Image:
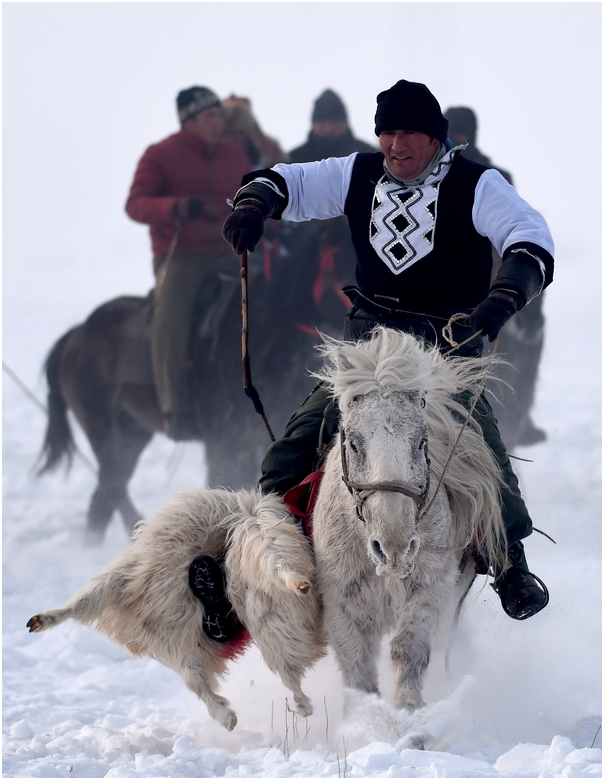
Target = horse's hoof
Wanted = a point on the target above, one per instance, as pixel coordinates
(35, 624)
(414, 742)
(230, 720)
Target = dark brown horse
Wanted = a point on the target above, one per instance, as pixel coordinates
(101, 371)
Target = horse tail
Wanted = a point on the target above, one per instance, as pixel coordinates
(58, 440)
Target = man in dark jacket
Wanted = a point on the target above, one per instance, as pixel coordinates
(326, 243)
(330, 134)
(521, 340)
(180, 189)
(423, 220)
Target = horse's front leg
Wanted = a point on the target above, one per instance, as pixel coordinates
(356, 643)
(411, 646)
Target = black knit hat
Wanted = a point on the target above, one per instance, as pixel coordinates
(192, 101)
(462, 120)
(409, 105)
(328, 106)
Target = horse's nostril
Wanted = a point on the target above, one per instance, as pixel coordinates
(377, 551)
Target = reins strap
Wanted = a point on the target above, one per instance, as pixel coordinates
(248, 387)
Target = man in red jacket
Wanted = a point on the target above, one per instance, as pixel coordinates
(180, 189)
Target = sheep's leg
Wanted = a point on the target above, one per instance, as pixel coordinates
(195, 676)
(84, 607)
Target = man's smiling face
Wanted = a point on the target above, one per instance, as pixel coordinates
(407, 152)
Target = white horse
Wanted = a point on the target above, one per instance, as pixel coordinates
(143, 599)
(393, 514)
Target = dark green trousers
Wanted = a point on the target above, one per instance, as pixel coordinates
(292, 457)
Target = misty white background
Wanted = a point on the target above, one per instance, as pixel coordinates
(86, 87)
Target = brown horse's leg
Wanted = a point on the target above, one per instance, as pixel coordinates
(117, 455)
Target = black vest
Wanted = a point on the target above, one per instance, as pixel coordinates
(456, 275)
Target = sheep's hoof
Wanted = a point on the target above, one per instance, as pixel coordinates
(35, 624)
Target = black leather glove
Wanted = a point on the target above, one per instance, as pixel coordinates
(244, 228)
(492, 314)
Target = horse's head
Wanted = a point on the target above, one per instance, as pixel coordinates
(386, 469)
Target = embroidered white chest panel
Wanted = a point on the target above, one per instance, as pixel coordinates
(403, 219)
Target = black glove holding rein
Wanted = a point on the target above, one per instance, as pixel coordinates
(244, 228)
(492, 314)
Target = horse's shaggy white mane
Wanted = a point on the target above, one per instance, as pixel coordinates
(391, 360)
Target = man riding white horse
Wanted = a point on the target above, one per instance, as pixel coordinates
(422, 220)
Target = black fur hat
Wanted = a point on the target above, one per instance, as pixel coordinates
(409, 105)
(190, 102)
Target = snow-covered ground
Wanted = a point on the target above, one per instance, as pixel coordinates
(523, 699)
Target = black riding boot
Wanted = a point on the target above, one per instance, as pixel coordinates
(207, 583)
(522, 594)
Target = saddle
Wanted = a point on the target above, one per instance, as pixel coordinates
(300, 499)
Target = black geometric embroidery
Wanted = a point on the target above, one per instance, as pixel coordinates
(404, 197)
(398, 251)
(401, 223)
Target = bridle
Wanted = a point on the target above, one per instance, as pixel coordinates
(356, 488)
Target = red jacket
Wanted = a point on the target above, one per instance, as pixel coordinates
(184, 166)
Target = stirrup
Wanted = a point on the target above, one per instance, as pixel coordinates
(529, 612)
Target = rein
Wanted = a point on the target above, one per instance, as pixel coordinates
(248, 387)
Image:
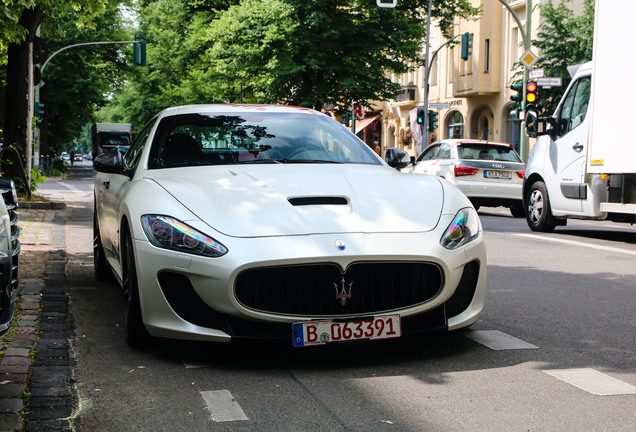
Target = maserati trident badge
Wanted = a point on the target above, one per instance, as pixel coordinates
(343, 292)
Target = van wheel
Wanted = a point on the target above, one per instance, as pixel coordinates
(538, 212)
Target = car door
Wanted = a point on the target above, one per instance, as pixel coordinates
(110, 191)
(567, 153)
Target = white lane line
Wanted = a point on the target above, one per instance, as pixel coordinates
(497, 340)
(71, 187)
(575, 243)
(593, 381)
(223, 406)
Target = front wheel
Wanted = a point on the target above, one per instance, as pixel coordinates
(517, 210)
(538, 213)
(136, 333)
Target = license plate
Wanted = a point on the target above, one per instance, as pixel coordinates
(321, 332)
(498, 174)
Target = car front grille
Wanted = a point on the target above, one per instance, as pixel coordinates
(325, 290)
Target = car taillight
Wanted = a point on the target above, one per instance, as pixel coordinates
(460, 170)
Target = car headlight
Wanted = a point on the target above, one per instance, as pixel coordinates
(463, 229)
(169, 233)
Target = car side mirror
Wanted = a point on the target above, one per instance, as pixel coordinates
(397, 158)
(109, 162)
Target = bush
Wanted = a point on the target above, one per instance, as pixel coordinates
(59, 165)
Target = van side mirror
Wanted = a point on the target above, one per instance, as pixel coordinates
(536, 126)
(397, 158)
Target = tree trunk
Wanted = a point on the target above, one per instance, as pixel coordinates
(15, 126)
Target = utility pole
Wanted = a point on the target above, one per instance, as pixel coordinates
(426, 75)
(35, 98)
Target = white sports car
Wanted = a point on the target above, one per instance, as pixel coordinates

▶ **EXERCISE INSTRUCTIONS**: Copy every item above line for line, with each line unchanged, and leave the pictures out of your copy.

▶ **RESPONSE TO THE TASK**:
Image:
Target = horse's hoof
Wanted = a point on the target above, one per instance, as pixel coordinates
(35, 624)
(414, 742)
(230, 720)
Target = dark brown horse
Wanted = a point on the target above, one per instance, as pixel coordinates
(101, 371)
Target = horse tail
Wanted = a point on the target above, one per instance, as pixel coordinates
(58, 440)
Target = man in dark jacket
Wanted = a point on the target above, one per instance, as pixel coordinates
(326, 243)
(330, 134)
(521, 340)
(180, 189)
(423, 220)
Target = horse's front leg
Wanted = a point on the target above, one per instance, as pixel coordinates
(356, 643)
(411, 646)
Target = black knit hat
Wanted = a point on the target above, one per instance, as pixel coordinates
(192, 101)
(462, 120)
(409, 105)
(328, 106)
Target = horse's nostril
Wanted = a point on the target above, one per instance, as pixel coordinates
(377, 551)
Target = reins strap
Wanted = a point on the target above, one per instance, as pixel coordinates
(248, 387)
Target = man in red jacket
Wanted = a point on the target above, one per instance, as pixel coordinates
(180, 189)
Target = sheep's leg
Wanted = a point on the target above, one per instance, as pixel coordinates
(195, 676)
(84, 607)
Target = man's smiling face
Wanted = a point on the target above, one per instance, as pixel coordinates
(407, 152)
Target = white horse
Wanted = a point on the target above, one per instance, as pixel coordinates
(143, 599)
(393, 514)
Target = dark green trousers
Wanted = a point on the target above, one per instance, as pixel coordinates
(292, 457)
Target = misty white background
Wanted = a point on the target above, one per instance, as pixel coordinates
(86, 87)
Target = brown horse's leg
Wanted = a point on the target above, one per instance, as pixel coordinates
(117, 455)
Target = black vest
Wanted = a point on the target above, one per instance, as pixel coordinates
(456, 275)
Target = sheep's hoof
Wanted = a point on the target above, one per instance, as pixel coordinates
(35, 624)
Target = black leather glove
Wanted = a point on the target above, one per instance, as pixel coordinates
(244, 228)
(492, 314)
Target = horse's head
Wanted = a point on the target above, one per instance, as pixel coordinates
(386, 469)
Target = embroidered white chest panel
Wanted = a point on the target above, one per instance, as pixel coordinates
(403, 219)
Target = black glove holding rein
Wanted = a point on the target above, one per instance, as pixel coordinates
(244, 228)
(492, 314)
Target = horse's shaggy white mane
Wanted = a point on the target above, one per instance, as pixel coordinates
(391, 360)
Target = man riding white horse
Wanted = a point on the target above, one per instance, as pixel coordinates
(422, 220)
Target = black fur hat
Wanted = a point on the target above, one per instance, as pixel coordinates
(409, 105)
(190, 102)
Target = snow-covered ground
Wanted = a point on the target above, one per instance, as pixel coordinates
(523, 699)
Target = black riding boot
Wanted = a point on the target above, one per instance, as pixel coordinates
(207, 583)
(522, 594)
Target = saddle
Wanted = a point on the target above, one per instance, as pixel coordinates
(300, 499)
Target = black geometric embroidery
Wanted = a point on the target above, one per instance, as pixel coordinates
(404, 197)
(398, 251)
(401, 223)
Target = bridle
Wanted = a point on the target above, one per instance, as pixel coordinates
(356, 488)
Target = red jacket
Wanted = a point on the target above, one per instance, as pixel coordinates
(184, 166)
Target = stirrup
Wanted = a point on the target above, one per instance, as pixel coordinates
(529, 612)
Target = rein
Wanted = a point on the target above, one per instance, as pixel coordinates
(248, 387)
Image:
Target = maserati trident badge
Wanted = a point on the target above, one per instance, as pixel coordinates
(343, 292)
Target = van wheel
Wanted = a point on the target above, one per instance, as pixel coordinates
(538, 212)
Target = car door
Wanted = a point on the target above, one per instance, as pixel coordinates
(110, 191)
(567, 153)
Target = white lane line
Wanted = a point on the target above, one per instance, as pixel coordinates
(497, 340)
(71, 187)
(575, 243)
(593, 381)
(223, 406)
Target = front wheel
Wanted = a point on the target above, one per instance, as pixel coordinates
(517, 210)
(538, 213)
(136, 333)
Target = license plate
Wanted = a point on the target above, one per instance, as pixel coordinates
(321, 332)
(498, 174)
Target = car front grille
Wanted = a point on the target above, one per instance, as pixel coordinates
(325, 290)
Target = car taillight
Wanted = a point on the target above, one per instance, as pixel coordinates
(460, 170)
Target = car headlight
Wanted = a point on the target above, one per instance, as pixel coordinates
(463, 229)
(169, 233)
Target = car side mirror
Wanted = a point on the target above, one per instance, as pixel coordinates
(397, 158)
(109, 162)
Target = bush
Wanted = a point on the target above, one per instance, as pixel coordinates
(59, 165)
Target = van side mirror
Wanted = a point on the target above, one per instance, as pixel coordinates
(536, 126)
(397, 158)
Target = tree trunk
Wanted = a point on the target above, one per instance, as pixel coordinates
(15, 126)
Target = utility pole
Wanted = a point on the target above, one per instance, as pixel coordinates
(426, 75)
(35, 98)
Target = white sports car
Wanted = a point on the target above, one per instance, as pixel coordinates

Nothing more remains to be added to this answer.